■ **Exercise**: Go to the line that contains "Phrase: sky" and transcribe from there to the end of the entries, that line and the last one included.

Region pointing data
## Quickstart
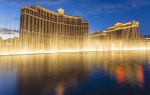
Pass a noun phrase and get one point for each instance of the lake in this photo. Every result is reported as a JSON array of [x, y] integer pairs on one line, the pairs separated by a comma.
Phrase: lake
[[88, 73]]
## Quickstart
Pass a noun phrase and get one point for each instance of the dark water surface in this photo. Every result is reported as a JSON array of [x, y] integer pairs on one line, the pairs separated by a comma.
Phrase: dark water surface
[[101, 73]]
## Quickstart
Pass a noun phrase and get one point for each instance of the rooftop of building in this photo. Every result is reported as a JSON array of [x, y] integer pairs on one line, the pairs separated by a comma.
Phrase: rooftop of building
[[59, 12]]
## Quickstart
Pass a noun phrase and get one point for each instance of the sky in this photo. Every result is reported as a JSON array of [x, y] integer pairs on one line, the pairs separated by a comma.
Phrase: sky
[[99, 13]]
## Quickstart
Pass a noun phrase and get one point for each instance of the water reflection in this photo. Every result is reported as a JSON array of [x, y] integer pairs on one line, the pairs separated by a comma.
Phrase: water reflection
[[62, 74]]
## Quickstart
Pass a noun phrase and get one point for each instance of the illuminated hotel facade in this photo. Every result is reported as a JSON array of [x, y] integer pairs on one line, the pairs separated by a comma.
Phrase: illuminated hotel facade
[[126, 31], [44, 29]]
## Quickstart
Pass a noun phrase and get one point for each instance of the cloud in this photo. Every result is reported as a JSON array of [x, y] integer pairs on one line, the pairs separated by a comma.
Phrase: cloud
[[110, 6], [32, 1]]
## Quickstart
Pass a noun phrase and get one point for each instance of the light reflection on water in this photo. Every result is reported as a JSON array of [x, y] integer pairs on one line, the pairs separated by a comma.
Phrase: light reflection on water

■ **Response to this exercise**:
Phrase: sky
[[99, 13]]
## Quickstart
Pass a noun phrase and get one point for each instance of the water reflection in this photo. Every result is reported as a JSON array of [x, y] integer pairs on one line, the pairs separated by a comma.
Phrase: water reflection
[[62, 74]]
## Quickstart
Pass a noun phrase and get one point for each instance of the illuminated hotel facade in this photo. Every result is reported as a JSON array of [x, y] integer pairs on one line, the pairs separated by a comma.
Phrase: illuminated hotel facade
[[126, 31], [44, 29]]
## Quickstart
Pass a noun phrase and get one point for each instance of the cloud in this photo. Every result is reported as a JSON array of [x, y] integer pairs on one line, the pairs separated by a comma.
Phrase: cloud
[[110, 6], [32, 1]]
## Quickstart
Pass a noun phrase and get one point for each instance of the light reflection on water in this photo. Every result is reported as a JSON array of [x, y] integer pairs on one line, the pairs separated by a comma.
Phrase: light reflection on water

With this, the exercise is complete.